[[ Material supplied open ]]

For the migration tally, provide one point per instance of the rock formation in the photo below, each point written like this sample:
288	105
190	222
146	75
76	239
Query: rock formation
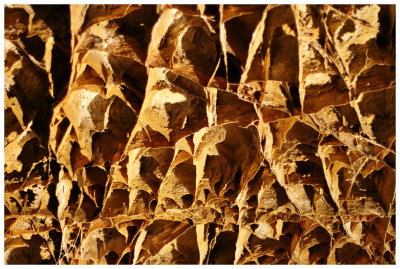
199	134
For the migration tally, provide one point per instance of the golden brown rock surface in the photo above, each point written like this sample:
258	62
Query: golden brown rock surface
200	134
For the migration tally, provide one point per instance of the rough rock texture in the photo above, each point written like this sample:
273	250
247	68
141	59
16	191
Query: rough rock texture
200	134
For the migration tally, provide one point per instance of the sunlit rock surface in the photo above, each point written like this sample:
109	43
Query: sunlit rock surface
199	134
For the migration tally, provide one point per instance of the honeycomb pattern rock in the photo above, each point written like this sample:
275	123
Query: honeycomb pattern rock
199	134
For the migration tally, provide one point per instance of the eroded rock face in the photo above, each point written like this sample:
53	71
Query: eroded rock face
199	134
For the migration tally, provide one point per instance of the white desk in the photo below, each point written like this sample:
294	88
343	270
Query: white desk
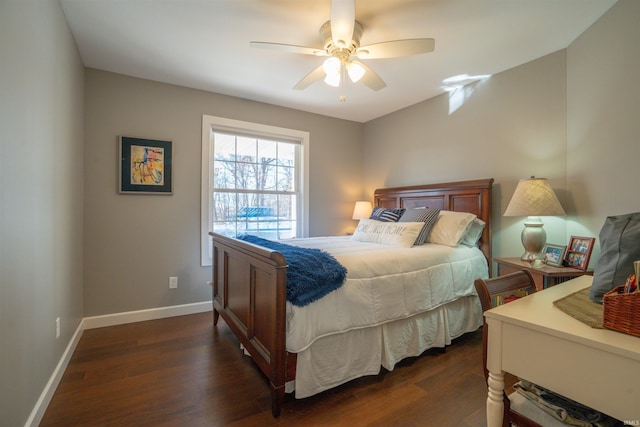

[[ Material supplied closed ]]

- Aim of the exercise
Each record above goes into the copy unchanged; the pictures do not.

- Task solution
For the migration tally, provide one point per instance of the rock formation in the photo below, each point written like this sample:
288	105
190	222
146	75
76	239
Query: rock formation
199	134
For the migration tally, provide one point per instance of the golden brown rock surface in the photo above, each point written like this sample:
258	62
Query: golden brown rock surface
200	134
For the migration tally, provide one point per instance of the rough rock texture in the photo above, each point written like this sample:
273	250
247	68
141	59
16	191
Query: rough rock texture
200	134
For the migration tally, provide one point per instance of the sunlit rock surface in the photo above, each point written like this sample:
109	43
Query: sunlit rock surface
199	134
For the migration tally, provide one point per instance of the honeycomb pattern rock in the photo above, each point written like this sample:
275	123
Query: honeycomb pattern rock
199	134
For the migration tally, provide one point per instance of the eroded rock face in the photo above, each point written like this sample:
53	71
Query: eroded rock face
199	134
For the migration tally, provide one point per instance of the white desk in the photo below, each point written like this sample:
294	88
343	270
Query: white desk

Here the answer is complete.